Excerpt to read
This preferred embodiment, as shown in FIGS. 7 a through 7 c, includes a plate 40 that is typically mounted in the vicinity of rotor assembly 10. In a preferred embodiment, plate 40 is made from 12-gauge galvanized steel and is mounted on the shaft 120, adjacent to the rotor assembly 10. The mounting hole in the plate 40 is large enough to permit the plate 40 to fit over the bearing 122 in which the shaft 120 rotates. The rotor 20 has a space 27 formed near its inner diameter so that during rotation, the rotor 20 does not contact the body of the bearing 122 in which the shaft 120 rotates, but only contacts the bearing race. A ridge 26 protrudes from the rotor 20 outside the perimeter of the bearing 122 so that it touches the plate 40. FIG. 6 b shows the back side of the rotor 20 where it is assembled against the plate 40. The plate 40 is not fixed to the shaft 120 or rotor 20, but can remain stationary as the shaft 120, rotor 20, and cable drum 110 rotate. Though a variety of materials can be used for the rotor 20 and plate 40, two different metals are used in this embodiment. As the rotor 20 rotates against the stationary plate 40, the softer aluminum of the rotor 20 in this embodiment is polished to form a smooth surface, permitting quieter operation.
The plate 40 includes a flange 41 near its top portion. The flange 41 extends over the top of the rotor assembly 10. The plate 40 in this embodiment also includes a means for attaching a spring to plate 40. Typically, this means is a second flange 42 with a hole drilled through it or a small hook to which spring 60 or other means can be attached for biasing the movement of plate 40. In a preferred embodiment, a hook is used to permit easy attachment of spring 60.
Plate 40 further includes a means for restraining the movement of the pawl 50. This means is typically a notch 43 in the planar surface of plate 40. Both the second flange 42 and the notch 43 are typically located in the bottom portion of plate 40.
A preferred embodiment also includes a pawl 50. Pawl 50 is not mounted coaxially with the rotor assembly 10 in a preferred embodiment. One end of pawl 50 is mounted so that when the pawl 50 rotates about its mounting point, pawl 50 engages a flat surface 23 of rotor 20 when rotor 20 rotates in a counter-clockwise direction. Pawl 50 is typically mounted near rotor 20 on a static structure such as the bracket 170 that holds the shaft 120. The rotor 20 and pawl 50 are configured so that when the rotor 20 rotates in a clockwise direction as the sectional door 140 is raised, the pawl 50 does not engage flat surface 23 or otherwise interfere with the free rotation of the rotor 20.

Information supplied
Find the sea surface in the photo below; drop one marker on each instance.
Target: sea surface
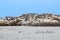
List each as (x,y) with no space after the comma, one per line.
(29,33)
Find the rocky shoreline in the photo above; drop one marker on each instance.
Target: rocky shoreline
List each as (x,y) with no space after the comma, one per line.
(31,19)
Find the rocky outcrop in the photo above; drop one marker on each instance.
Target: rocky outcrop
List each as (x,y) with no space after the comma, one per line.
(31,19)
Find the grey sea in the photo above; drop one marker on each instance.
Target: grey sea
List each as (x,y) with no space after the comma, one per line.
(29,33)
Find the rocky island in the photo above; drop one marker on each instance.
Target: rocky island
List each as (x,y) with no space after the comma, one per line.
(31,19)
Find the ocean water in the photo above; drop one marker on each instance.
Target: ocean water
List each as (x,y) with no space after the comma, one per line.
(29,33)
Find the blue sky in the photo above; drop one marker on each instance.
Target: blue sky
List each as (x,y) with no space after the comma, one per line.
(19,7)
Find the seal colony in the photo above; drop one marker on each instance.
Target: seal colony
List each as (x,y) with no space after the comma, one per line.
(31,19)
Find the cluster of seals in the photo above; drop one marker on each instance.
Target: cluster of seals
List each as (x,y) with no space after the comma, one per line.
(31,19)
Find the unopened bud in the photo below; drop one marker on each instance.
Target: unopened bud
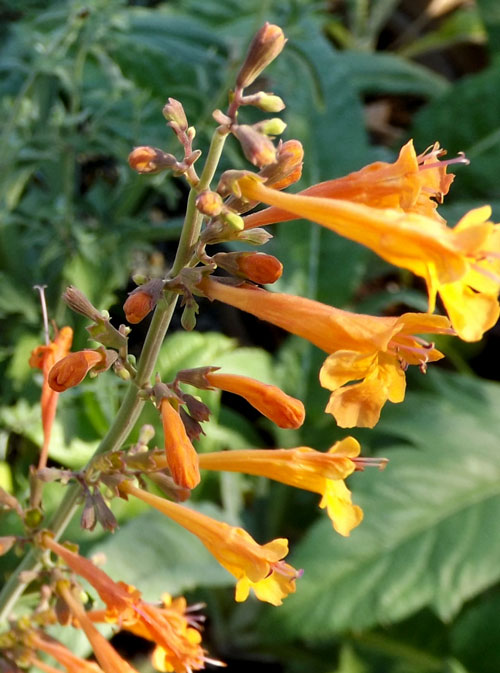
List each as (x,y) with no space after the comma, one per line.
(209,203)
(142,300)
(150,160)
(255,236)
(233,220)
(288,166)
(257,147)
(267,102)
(270,127)
(267,44)
(188,317)
(173,111)
(255,266)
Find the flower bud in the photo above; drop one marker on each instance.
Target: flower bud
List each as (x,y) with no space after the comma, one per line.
(288,166)
(267,102)
(233,220)
(257,147)
(182,459)
(173,112)
(142,300)
(151,160)
(267,44)
(72,369)
(255,236)
(270,127)
(209,203)
(255,266)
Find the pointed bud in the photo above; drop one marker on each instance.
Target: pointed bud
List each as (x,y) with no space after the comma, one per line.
(270,127)
(255,236)
(182,458)
(257,147)
(6,543)
(288,166)
(193,428)
(72,369)
(142,300)
(267,102)
(173,112)
(255,266)
(233,221)
(267,44)
(209,203)
(151,160)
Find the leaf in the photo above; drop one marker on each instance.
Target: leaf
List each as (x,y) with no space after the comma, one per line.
(388,73)
(474,105)
(490,13)
(429,534)
(156,555)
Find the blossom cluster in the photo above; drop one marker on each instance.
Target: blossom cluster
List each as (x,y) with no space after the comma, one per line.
(391,208)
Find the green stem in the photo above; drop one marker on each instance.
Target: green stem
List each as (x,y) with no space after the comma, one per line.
(132,403)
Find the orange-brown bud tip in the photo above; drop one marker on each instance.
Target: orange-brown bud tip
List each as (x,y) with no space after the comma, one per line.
(256,146)
(266,45)
(150,160)
(142,301)
(72,369)
(255,266)
(182,459)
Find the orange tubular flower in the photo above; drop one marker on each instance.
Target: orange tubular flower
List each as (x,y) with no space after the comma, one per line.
(413,184)
(273,403)
(72,369)
(73,664)
(462,264)
(182,458)
(305,468)
(108,658)
(255,566)
(178,643)
(370,349)
(44,358)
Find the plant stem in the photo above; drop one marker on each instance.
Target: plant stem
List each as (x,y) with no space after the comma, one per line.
(132,403)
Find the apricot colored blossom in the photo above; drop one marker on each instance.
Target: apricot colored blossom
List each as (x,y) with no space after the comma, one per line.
(304,468)
(182,459)
(38,640)
(271,401)
(373,350)
(178,643)
(44,358)
(257,567)
(461,264)
(109,659)
(72,369)
(413,184)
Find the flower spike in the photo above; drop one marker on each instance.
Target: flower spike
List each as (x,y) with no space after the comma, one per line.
(255,566)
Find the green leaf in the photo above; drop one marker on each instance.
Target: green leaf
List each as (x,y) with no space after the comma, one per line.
(156,555)
(429,534)
(474,105)
(490,13)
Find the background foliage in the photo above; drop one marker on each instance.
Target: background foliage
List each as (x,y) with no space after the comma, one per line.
(416,588)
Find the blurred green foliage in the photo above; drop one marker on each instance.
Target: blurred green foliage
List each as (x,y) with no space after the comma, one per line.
(416,588)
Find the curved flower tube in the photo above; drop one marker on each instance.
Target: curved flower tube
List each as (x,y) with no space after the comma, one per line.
(255,566)
(370,349)
(461,264)
(304,468)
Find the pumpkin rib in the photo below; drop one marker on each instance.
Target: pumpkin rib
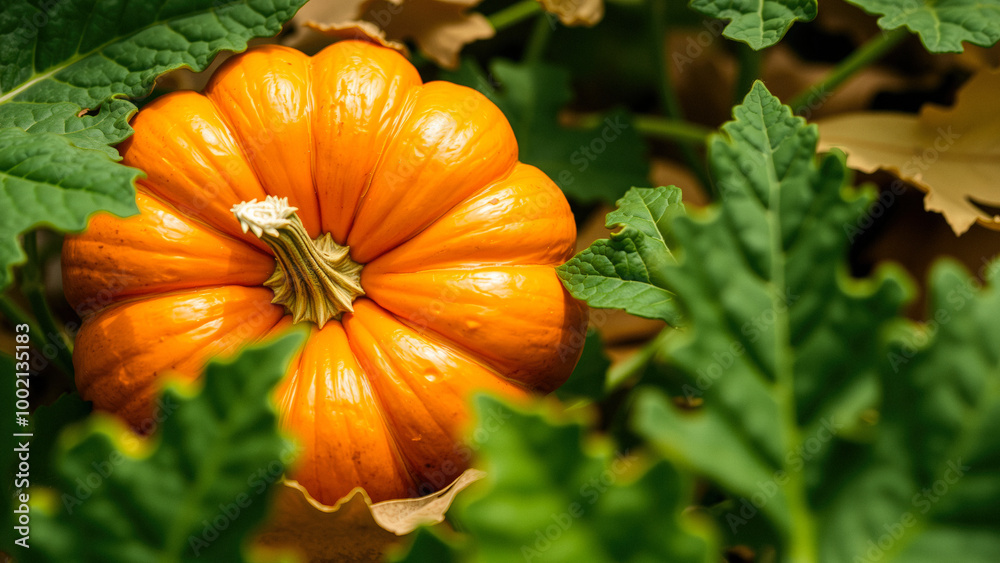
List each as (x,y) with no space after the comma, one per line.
(133,261)
(405,109)
(390,78)
(461,237)
(214,160)
(140,317)
(469,306)
(229,101)
(326,412)
(420,382)
(442,154)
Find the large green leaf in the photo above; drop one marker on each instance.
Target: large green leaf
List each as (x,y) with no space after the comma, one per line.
(60,58)
(789,360)
(589,165)
(942,24)
(551,496)
(626,271)
(758,23)
(191,494)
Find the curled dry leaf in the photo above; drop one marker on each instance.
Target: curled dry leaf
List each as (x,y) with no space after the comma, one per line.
(576,12)
(354,529)
(358,29)
(439,27)
(953,154)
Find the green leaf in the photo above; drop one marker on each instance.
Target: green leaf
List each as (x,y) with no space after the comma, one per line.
(626,271)
(550,497)
(46,180)
(426,547)
(192,493)
(758,23)
(589,378)
(59,58)
(589,165)
(789,359)
(942,24)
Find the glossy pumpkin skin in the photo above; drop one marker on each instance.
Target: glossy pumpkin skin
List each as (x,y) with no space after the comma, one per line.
(458,239)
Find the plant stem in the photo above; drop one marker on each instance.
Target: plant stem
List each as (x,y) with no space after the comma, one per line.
(668,96)
(868,53)
(514,14)
(33,288)
(539,39)
(672,129)
(632,367)
(749,61)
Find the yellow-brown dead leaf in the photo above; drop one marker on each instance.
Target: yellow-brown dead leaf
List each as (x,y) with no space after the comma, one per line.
(576,12)
(354,529)
(951,153)
(439,27)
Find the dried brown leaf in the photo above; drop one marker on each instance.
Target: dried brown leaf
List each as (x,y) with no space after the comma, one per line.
(354,529)
(951,153)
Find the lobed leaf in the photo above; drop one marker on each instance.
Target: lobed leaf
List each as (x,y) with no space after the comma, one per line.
(588,165)
(60,59)
(626,271)
(192,494)
(834,435)
(758,23)
(550,497)
(941,24)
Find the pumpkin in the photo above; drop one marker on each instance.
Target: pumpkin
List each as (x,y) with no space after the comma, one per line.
(338,191)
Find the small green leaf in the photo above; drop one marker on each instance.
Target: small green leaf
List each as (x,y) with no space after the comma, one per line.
(192,493)
(589,165)
(47,180)
(57,58)
(60,58)
(942,24)
(426,547)
(626,270)
(758,23)
(833,444)
(550,497)
(589,378)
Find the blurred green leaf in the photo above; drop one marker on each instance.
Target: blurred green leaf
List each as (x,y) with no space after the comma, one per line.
(549,496)
(589,378)
(788,358)
(942,24)
(59,58)
(758,23)
(626,271)
(46,180)
(193,492)
(589,165)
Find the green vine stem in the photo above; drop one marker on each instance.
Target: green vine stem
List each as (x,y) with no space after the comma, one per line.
(868,53)
(48,335)
(514,14)
(668,96)
(749,61)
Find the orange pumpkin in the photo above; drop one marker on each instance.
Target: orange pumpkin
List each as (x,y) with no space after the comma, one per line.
(391,216)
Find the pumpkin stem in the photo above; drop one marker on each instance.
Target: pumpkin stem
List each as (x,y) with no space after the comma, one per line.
(315,280)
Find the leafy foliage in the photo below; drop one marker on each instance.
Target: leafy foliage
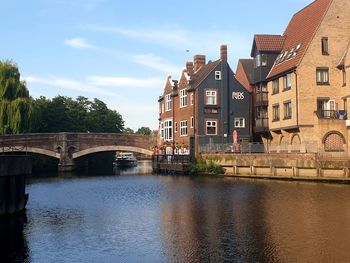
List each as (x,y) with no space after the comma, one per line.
(18,112)
(201,166)
(144,131)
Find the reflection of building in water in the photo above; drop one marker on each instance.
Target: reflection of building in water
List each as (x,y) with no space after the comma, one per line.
(213,222)
(13,243)
(301,217)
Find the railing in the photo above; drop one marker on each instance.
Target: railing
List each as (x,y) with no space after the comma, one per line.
(332,114)
(252,147)
(171,158)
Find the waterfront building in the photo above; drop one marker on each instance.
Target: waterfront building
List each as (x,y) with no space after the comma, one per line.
(207,104)
(308,91)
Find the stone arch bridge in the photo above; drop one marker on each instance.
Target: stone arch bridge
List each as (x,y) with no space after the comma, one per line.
(67,147)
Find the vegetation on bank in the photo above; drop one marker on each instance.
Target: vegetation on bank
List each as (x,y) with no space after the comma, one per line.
(201,166)
(20,113)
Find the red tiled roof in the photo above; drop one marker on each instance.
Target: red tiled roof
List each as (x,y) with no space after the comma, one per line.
(269,42)
(300,30)
(244,71)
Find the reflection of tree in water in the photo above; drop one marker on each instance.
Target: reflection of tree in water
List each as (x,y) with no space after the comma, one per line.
(13,244)
(215,222)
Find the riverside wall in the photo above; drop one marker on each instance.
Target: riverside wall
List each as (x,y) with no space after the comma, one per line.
(302,166)
(13,172)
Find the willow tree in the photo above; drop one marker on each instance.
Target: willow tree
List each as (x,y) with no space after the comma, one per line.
(17,109)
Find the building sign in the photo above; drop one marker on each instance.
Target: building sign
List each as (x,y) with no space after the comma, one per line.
(237,95)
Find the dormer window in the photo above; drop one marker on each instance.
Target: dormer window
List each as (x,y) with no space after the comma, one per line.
(217,75)
(324,46)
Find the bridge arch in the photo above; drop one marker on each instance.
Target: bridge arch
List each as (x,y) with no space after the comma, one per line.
(111,148)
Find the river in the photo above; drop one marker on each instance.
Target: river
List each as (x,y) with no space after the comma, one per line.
(133,217)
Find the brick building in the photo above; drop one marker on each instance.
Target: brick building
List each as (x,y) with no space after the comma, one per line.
(307,85)
(207,104)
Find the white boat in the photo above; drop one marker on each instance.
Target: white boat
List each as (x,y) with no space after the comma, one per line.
(125,159)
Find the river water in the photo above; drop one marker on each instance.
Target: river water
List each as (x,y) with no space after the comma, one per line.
(132,217)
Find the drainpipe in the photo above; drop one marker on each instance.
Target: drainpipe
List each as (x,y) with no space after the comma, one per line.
(296,96)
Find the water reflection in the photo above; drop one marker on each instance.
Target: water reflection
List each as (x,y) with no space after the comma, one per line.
(13,243)
(131,218)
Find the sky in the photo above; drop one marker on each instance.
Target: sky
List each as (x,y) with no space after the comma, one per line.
(121,52)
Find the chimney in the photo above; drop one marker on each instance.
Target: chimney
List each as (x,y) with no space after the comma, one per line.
(189,67)
(223,52)
(199,60)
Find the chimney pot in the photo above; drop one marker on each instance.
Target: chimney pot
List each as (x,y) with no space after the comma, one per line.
(223,52)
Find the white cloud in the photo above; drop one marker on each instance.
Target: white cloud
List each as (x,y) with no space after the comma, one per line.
(153,61)
(125,82)
(65,83)
(79,42)
(181,39)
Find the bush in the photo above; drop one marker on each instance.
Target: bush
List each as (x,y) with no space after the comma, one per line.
(200,166)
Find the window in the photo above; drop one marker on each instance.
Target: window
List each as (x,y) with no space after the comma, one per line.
(217,75)
(275,86)
(211,127)
(324,46)
(161,128)
(257,61)
(263,60)
(183,98)
(287,82)
(210,97)
(168,102)
(183,128)
(287,107)
(168,130)
(239,122)
(276,112)
(322,77)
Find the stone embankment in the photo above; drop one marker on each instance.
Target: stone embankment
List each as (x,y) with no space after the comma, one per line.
(304,166)
(13,172)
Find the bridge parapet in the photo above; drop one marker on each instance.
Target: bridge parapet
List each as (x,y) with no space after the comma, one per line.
(68,146)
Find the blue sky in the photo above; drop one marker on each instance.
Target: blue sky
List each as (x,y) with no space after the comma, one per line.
(121,52)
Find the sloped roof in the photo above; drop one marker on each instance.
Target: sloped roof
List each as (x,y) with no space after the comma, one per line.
(270,43)
(203,72)
(244,72)
(300,30)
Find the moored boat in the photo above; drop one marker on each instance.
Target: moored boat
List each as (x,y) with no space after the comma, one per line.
(125,159)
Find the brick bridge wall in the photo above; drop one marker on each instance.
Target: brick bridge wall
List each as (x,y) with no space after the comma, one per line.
(69,146)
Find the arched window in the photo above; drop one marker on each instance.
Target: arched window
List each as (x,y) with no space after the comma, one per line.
(334,142)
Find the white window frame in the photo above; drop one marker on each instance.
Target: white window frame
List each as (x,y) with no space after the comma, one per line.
(168,130)
(183,98)
(239,122)
(211,124)
(217,75)
(210,97)
(168,102)
(183,128)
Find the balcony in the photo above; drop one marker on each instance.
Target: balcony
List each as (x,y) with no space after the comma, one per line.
(261,98)
(332,114)
(261,125)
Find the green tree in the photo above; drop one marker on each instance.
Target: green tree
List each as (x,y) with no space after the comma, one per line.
(144,131)
(17,109)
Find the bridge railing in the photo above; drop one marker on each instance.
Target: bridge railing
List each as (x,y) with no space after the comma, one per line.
(171,158)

Task requirements
1. Transcribe the part of the rotor and plate description starting at "Plate 40 further" and ending at "portion of plate 40.".
2. Finish out the next part of the rotor and pawl description, picking up after its last sentence.

Answers per task
1.
Plate 40 further includes a means for restraining the movement of the pawl 50. This means is typically a notch 43 in the planar surface of plate 40. Both the second flange 42 and the notch 43 are typically located in the bottom portion of plate 40.

2.
Pawl 50 can be made of any suitable material, including a variety of metals or plastics. In the preferred embodiment, cast or machined aluminum is used.
In a preferred embodiment, pawl 50 includes a means for holding the pawl in position, which maintains the position of pawl 50 when plate 40 is in its first position. A preferred means for holding pawl 50 in position is a pin 51 positioned near the free end of pawl 50. In a preferred embodiment, a small hole 171 is formed into bracket 170 on which pawl 50 is mounted to prevent any binding or interference with the movement of pawl 50 caused by scraping against bracket 170 or other static structures. When the plate 40 is in a first position, pin 51 engages notch 43 on plate 40. In this position, pawl 50 cannot move. Pawl 50 also comprises a means for attaching coil spring 60 or other means for biasing the movement of pawl 50. In a preferred embodiment, the means for attaching coil spring 60 may be a pin 52 extending horizontally from pawl 50, formed such that coil spring 60 or other means for biasing the movement of pawl 50 can be attached to pawl 50.

Operation of a Preferred Embodiment

This section describes the functioning of the present invention in a preferred embodiment as just described and as illustrated in FIGS. 7 a to 7 c.
During normal operation of the sectional door 140, rotor 20 rotates about its axis and latches 30 move cyclically under the influence of gravity from a first latch position to a second latch position and back as the rotor 20 rotates. Plate 40 does not move; pawl 50 does not move. This is shown in FIG. 7 a.
Imagining now that sectional door 140 begins a dangerously rapid descent, shaft 120 rotates rapidly in a counter-clockwise direction as the falling sectional door causes cable 130 to unwind rapidly from cable drum 110. Rotor assembly 10, which is securely attached to shaft 120, also rotates rapidly. As rotor assembly 10 rotates rapidly, centrifugal force causes latches 30 to remain in a second latch position in which they extend beyond the protrusions 21 in the rotor 20 during their entire rotational circuit, even when positioned at the top of the rotor 20 where gravity would otherwise cause them to fall into a first latch position.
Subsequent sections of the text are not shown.